__WORK REQUIRED__. Print, without any change, the lines of the items starting at the one that contains "stone in the photo above." and ending at the one that contains "green leaf in the photo above.", including both of those lines.

__SUPPLIED DATA__.
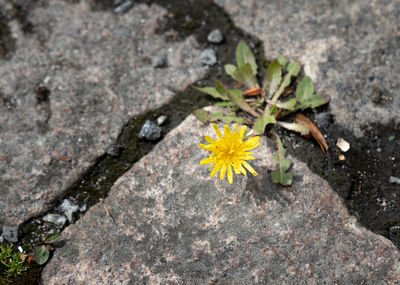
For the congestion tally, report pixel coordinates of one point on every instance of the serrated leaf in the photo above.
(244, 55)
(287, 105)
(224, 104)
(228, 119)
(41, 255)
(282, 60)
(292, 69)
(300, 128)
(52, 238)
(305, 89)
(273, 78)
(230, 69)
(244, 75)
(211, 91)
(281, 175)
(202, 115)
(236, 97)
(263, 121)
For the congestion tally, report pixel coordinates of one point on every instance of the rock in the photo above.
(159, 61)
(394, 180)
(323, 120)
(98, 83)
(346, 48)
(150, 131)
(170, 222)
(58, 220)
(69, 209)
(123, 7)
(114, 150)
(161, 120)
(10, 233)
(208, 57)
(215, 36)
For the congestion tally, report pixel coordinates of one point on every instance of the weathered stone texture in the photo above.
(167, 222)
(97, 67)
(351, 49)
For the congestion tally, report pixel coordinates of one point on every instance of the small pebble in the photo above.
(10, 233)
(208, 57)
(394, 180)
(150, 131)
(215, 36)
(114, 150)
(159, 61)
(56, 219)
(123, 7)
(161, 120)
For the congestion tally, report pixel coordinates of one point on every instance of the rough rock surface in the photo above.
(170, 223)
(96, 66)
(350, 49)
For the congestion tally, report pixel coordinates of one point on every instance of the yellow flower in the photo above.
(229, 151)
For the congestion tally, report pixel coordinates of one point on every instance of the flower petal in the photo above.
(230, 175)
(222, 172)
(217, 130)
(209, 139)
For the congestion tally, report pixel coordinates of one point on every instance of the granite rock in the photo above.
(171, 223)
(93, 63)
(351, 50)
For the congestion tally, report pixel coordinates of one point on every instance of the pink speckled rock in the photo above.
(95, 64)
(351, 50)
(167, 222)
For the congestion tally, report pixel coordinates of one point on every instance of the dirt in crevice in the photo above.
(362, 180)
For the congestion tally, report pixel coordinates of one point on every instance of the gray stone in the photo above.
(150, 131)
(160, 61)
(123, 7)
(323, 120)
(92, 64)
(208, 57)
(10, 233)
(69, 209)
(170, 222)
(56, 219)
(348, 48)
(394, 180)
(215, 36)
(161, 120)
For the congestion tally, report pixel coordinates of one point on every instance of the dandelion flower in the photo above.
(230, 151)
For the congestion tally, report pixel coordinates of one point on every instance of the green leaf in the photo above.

---

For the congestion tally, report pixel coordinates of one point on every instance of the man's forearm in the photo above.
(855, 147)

__RESPONSE TO THIS TASK__.
For the congestion tally, report pixel coordinates of one point on every instance of the gray stone in the photo above.
(150, 131)
(160, 61)
(123, 7)
(323, 120)
(92, 64)
(208, 57)
(10, 233)
(69, 209)
(170, 222)
(56, 219)
(348, 48)
(394, 180)
(215, 36)
(161, 120)
For the congestion tally, report pixel coordinates of one point on every instance of the dandelion flower in the photo above.
(230, 151)
For the congestion tally, report pixel coordinates of one point on every instance of the green leaf in the photo above.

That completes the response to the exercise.